__GIVEN EXERCISE__.
Reproduce the material below word for word, keeping every line in its original order.

__GIVEN ENTRIES__.
════

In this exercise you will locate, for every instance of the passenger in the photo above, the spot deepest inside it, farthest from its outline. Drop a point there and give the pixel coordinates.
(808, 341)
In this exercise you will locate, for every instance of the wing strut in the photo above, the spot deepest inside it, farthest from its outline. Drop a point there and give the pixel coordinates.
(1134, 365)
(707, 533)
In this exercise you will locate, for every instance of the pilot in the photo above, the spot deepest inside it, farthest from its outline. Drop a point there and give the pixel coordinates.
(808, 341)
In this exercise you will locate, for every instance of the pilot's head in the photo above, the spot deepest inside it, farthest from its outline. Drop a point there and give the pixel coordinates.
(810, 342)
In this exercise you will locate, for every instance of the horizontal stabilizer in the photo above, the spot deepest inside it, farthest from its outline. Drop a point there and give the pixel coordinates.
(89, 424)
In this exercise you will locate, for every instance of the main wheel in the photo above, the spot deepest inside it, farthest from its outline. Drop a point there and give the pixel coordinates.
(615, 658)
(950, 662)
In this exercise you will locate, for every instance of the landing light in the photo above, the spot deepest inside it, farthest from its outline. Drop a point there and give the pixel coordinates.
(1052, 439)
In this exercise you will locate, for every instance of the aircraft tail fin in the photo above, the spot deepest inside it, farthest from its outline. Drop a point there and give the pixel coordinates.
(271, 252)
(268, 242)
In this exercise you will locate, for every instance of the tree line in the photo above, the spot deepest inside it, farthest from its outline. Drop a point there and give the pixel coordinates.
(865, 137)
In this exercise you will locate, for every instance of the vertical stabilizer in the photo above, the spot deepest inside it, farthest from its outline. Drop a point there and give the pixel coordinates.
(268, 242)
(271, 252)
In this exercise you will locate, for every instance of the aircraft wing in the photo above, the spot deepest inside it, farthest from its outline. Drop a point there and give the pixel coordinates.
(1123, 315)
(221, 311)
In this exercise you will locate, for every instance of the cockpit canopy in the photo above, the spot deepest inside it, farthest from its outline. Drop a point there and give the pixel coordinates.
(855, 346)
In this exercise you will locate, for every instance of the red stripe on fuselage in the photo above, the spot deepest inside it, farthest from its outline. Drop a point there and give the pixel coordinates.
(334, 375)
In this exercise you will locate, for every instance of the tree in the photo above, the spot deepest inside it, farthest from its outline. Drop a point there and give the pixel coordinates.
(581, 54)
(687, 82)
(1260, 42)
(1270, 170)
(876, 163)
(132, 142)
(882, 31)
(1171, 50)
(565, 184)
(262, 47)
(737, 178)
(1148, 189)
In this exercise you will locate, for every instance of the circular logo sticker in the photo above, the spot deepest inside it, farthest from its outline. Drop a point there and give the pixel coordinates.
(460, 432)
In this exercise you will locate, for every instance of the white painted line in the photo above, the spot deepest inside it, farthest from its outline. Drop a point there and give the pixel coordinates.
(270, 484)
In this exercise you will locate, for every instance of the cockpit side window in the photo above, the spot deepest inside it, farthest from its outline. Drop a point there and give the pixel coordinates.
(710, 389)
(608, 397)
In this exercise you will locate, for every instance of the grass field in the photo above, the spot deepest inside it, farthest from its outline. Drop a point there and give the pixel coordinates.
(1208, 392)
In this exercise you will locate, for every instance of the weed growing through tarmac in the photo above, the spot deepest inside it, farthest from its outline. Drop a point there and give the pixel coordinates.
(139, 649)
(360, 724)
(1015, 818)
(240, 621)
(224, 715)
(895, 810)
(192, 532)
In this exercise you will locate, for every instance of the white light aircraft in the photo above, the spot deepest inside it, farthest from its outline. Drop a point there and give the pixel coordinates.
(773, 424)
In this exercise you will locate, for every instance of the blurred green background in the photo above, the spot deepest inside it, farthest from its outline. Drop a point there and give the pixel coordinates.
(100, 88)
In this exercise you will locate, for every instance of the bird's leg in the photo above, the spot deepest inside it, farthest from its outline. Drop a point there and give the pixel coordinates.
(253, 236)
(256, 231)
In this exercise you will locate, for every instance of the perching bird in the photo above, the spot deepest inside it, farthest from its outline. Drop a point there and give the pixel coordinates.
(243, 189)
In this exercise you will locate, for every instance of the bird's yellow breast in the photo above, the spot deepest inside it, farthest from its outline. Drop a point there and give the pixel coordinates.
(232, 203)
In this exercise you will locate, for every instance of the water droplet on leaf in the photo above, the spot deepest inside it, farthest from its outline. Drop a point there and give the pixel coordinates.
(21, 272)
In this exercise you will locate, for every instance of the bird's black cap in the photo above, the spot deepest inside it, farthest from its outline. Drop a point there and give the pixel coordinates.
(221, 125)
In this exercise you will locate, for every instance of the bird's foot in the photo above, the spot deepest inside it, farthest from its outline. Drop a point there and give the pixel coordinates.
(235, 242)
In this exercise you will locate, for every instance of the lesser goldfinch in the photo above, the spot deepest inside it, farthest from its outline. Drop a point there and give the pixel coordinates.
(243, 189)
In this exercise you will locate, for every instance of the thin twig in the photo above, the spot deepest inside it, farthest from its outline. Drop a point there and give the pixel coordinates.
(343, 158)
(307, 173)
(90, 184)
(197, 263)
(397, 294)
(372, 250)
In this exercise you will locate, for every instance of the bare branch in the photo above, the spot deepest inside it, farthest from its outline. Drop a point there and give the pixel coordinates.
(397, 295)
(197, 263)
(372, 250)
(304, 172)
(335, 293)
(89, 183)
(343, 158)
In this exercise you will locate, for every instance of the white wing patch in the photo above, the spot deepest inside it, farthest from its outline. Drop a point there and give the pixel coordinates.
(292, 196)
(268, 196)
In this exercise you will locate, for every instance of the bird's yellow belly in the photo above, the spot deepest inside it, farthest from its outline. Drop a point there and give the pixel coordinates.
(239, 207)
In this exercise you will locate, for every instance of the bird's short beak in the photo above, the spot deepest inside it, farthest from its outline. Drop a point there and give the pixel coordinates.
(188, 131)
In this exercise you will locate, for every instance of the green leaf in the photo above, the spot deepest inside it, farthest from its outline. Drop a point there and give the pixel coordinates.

════

__TASK ANSWER__.
In this exercise you will locate, for every instance of the passenger in the photo above, the spot deepest inside it, farthest from its outline. Drop a point there and give the pixel coordinates.
(808, 341)
In this exercise you will locate, for every instance of the wing strut in the photo above, the spot deepest inside it, farthest from its outline. Drop a point there and give the pixel coordinates.
(1134, 365)
(707, 533)
In this exercise you will locate, for every instance of the pilot in the photo above, the spot deepest inside it, farthest from its outline. Drop a point there and give the pixel coordinates.
(808, 341)
In this exercise you will locate, for every instance of the pilot's head in the photo above, the spot deepest inside it, farthest from its outline. Drop a point there and give the pixel coordinates.
(810, 342)
In this exercise you will locate, for every instance of the horizontal stabilizer in the photo above, the spot deepest inside it, farthest from its outline. Drop a point there and give the pixel coordinates.
(89, 424)
In this exercise you will locate, for every instance of the main wheel in the photo above, the spot deepest inside it, farthest from its outline. Drop a point there and give the pixel coordinates.
(615, 658)
(950, 662)
In this exercise you will locate, for every instance of the landing light in the photo above, the spot deepest inside it, farthest from its outline. Drop a point there and give the pixel coordinates.
(1052, 439)
In this exercise you will locate, for every instance of the aircraft tail fin in the photo above, the spot deepest inside it, farthest from its outline. Drop a point there and give the pixel coordinates.
(271, 252)
(268, 242)
In this exercise you will locate, for every instance of the tree line in the photo above, the spot deepest inside it, farthest from its outline. Drop a point there and give the pixel coordinates.
(865, 137)
In this exercise you will locate, for every instance of the vertical stabilizer in the photo above, the spot deepest inside it, farthest from its outline. Drop a point there and give the pixel coordinates.
(268, 242)
(271, 252)
In this exercise you will locate, for every instance of the aircraft wing in the photo above, the spot deepest inside it, farthest from its outline. Drop a point there and give the pixel coordinates.
(1123, 315)
(221, 311)
In this exercise you will locate, for every instance of the cockpit canopy in the photo above, the spot deepest inside it, farthest from its outline. Drop a point there and give the pixel coordinates.
(855, 346)
In this exercise you will locate, for every instance of the red stripe on fuselage in the photo above, the spot deepest inside it, farthest from its outline. Drop a point there and give the pixel coordinates.
(334, 375)
In this exercise you will locate, for every instance of the tree in the photo above, the spot deepest inside it, farthest from its outline. Drop a point there and give the pixel coordinates.
(581, 54)
(687, 82)
(1260, 42)
(1270, 170)
(876, 163)
(132, 142)
(882, 31)
(1171, 50)
(565, 184)
(262, 47)
(737, 178)
(1148, 189)
In this exercise you will locate, for every instance of the circular logo sticker in the photo above, the spot deepest inside it, farthest from its outline. Drop a point there and give the pixel coordinates.
(460, 432)
In this exercise you will locate, for every instance of the white painted line in the photo above, the spot deepest inside it, farthest from its outline. Drop a point there and give the pixel coordinates.
(270, 484)
In this exercise you will locate, for every instance of the cockpit side window in the photo above, the spot deepest inside it, farthest from its outline. Drop a point there and give the pixel coordinates.
(710, 389)
(608, 397)
In this exercise you will locate, for every instance of the grass field in the photo above, the spot deepest inside it, farthest from its outline. Drop a point there and give the pixel coordinates.
(1208, 392)
In this exercise you will locate, for every instance of the weed growing through tarmac in the photo above, the spot deepest inside it, farthest from its outline. Drop a point there and give the pixel coordinates.
(139, 649)
(360, 724)
(1015, 818)
(240, 621)
(224, 715)
(895, 810)
(192, 532)
In this exercise you will locate, for every instance of the white light aircraft in the photo above, the spot deepest inside it, farthest from its outline. Drop a point there and give the pixel coordinates.
(773, 424)
In this exercise you will locate, for every instance of the blurred green background in the photo above, the spot deepest inside it, farthest from its outline. Drop a point there and give the pixel coordinates.
(100, 88)
In this exercise you will locate, for every instance of the bird's leg in the photo above, the spot deepest inside it, farthest from its outline. Drop a point there and give the pixel coordinates.
(253, 236)
(256, 231)
In this exercise you will locate, for every instance of the perching bird in the photo above, the spot deepest inside it, farthest from its outline. Drop a point there and give the pixel coordinates.
(243, 189)
In this exercise you will locate, for every instance of the bird's yellow breast in the photo above, the spot deepest inside it, farthest from its outline. Drop a point there and give the pixel coordinates.
(232, 203)
In this exercise you will locate, for every instance of the water droplet on leaf in the photo above, the spot deepest inside it, farthest from its outline. Drop a point there and give the pixel coordinates.
(21, 272)
In this exercise you will locate, for every instance of the bird's black cap in the photo above, the spot deepest inside it, farthest from its outline. Drop a point there and give the pixel coordinates.
(221, 125)
In this exercise you will locate, for every instance of the bird's foot in the photo above, the spot deepest inside it, farthest from its outline. Drop a point there and give the pixel coordinates.
(235, 242)
In this exercise you will locate, for every instance of the lesser goldfinch in the photo above, the spot deepest inside it, farthest from its outline. Drop a point there and give the pixel coordinates.
(243, 189)
In this exercise you will locate, for every instance of the thin twig in the photo above, the spot deepest inside it, farthest from its outline. Drop a point there and give the pixel coordinates.
(343, 158)
(307, 173)
(90, 184)
(197, 263)
(397, 294)
(372, 250)
In this exercise you will locate, for every instance of the bare branch in the photo above, the spot deepest inside it, farthest from its outline. Drop a point there and give the pixel coordinates.
(397, 295)
(197, 263)
(372, 250)
(304, 172)
(335, 293)
(89, 183)
(343, 158)
In this exercise you will locate, for every instance of the white wing patch in the photo above, the spot deepest inside it, farthest from its outline. Drop a point there and give the pixel coordinates.
(292, 196)
(268, 196)
In this exercise you will locate, for every instance of the bird's yellow belly in the photo above, the spot deepest inside it, farthest from its outline. Drop a point there and give the pixel coordinates.
(239, 207)
In this exercise you will locate, for every instance of the bird's short beak in the photo above, the spot deepest inside it, farthest from its outline. Drop a point there and give the pixel coordinates.
(188, 131)
In this exercise you will locate, for every instance of the green leaf in the photo above, the spot deepest inside it, farthest from its outline. Drop a point there and give the pixel coordinates.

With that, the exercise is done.